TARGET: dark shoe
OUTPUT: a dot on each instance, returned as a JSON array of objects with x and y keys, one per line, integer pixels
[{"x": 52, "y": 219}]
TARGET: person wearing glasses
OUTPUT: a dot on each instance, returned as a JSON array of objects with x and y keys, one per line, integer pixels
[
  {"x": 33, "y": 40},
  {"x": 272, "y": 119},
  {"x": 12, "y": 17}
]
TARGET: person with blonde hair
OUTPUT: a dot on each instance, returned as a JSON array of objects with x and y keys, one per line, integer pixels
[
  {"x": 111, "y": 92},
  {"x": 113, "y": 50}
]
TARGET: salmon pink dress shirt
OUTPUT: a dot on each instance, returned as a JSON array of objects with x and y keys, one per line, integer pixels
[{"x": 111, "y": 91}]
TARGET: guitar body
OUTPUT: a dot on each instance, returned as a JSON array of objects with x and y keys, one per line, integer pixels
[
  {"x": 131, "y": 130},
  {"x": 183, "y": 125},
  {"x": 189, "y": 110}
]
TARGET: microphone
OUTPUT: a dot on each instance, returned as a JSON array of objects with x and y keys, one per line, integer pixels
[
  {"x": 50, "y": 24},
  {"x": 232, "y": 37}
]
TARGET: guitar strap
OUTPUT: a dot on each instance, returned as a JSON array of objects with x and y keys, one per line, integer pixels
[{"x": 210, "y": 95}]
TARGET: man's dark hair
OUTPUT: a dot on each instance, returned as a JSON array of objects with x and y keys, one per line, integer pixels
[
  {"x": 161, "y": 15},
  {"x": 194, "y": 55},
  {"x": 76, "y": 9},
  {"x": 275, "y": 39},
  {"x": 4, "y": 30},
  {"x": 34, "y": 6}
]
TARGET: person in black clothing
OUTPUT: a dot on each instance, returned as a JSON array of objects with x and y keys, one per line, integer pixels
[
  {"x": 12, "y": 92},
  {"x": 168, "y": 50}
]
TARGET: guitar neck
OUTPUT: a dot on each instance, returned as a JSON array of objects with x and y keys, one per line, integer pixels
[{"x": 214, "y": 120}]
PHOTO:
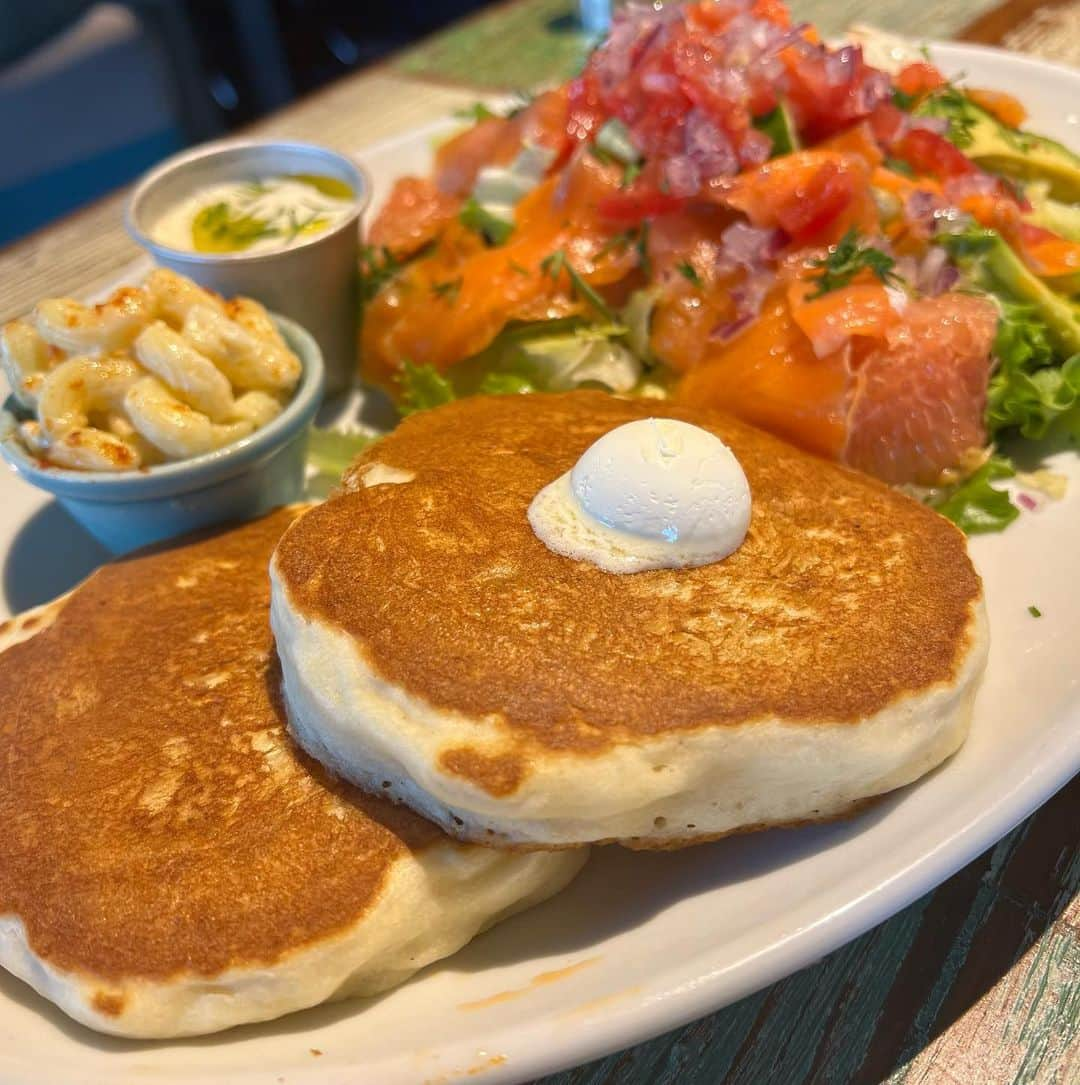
------------
> Exercise directions
Reproduce the listing above with "one point per instance" substituted for every occurrence of "a dot on each instance", changing nothing else, and omit the pictures.

> Answer to this problem
TARGET: dark shoe
OUTPUT: one point per instance, returned as a JSON array of objects with x and y keys, one per line, integer pixels
[{"x": 52, "y": 219}]
TARGET: person wearing glasses
OUTPUT: one point per instance, returned as a JSON array of objects with x and y keys, one per line, integer pixels
[
  {"x": 33, "y": 40},
  {"x": 272, "y": 119},
  {"x": 12, "y": 17}
]
TARGET: person with blonde hair
OUTPUT: one point per instance, returned as a JSON array of objects with x and y keys, one per line, integer pixels
[
  {"x": 111, "y": 92},
  {"x": 113, "y": 50}
]
TARGET: salmon pink dress shirt
OUTPUT: one point per instance, returned as a JSON array of objects with x and y keys, one per line, integer pixels
[{"x": 111, "y": 91}]
TARGET: guitar body
OUTPUT: one point per instance, returned as a JSON array of objects with x and y keys, one per line, integer pixels
[
  {"x": 131, "y": 130},
  {"x": 183, "y": 125},
  {"x": 189, "y": 110}
]
TARGET: microphone
OUTPUT: one point per instance, returned as a JSON array of objects with x and y keys, one per line, integer pixels
[
  {"x": 50, "y": 24},
  {"x": 232, "y": 37}
]
TARGET: guitar strap
OUTPUT: one point per instance, returned as a JSON array of objects with x and y keys, one per line, integer pixels
[{"x": 210, "y": 95}]
TARGET: man's dark hair
OUTPUT: one point per instance, returned as a JSON array of objects with x and y keys, one per line, integer pixels
[
  {"x": 161, "y": 15},
  {"x": 194, "y": 55},
  {"x": 76, "y": 9},
  {"x": 275, "y": 39},
  {"x": 4, "y": 30},
  {"x": 34, "y": 6}
]
TARGET: person in black clothing
OUTPUT: one point per instance, returned as a JSON array of objects with x and y keys, one per line, integer pixels
[
  {"x": 12, "y": 92},
  {"x": 168, "y": 50}
]
TARGET: guitar neck
OUTPUT: one point per instance, returned as a JSON array of objects with x and y keys, one per line, integer pixels
[{"x": 214, "y": 120}]
PHOTO:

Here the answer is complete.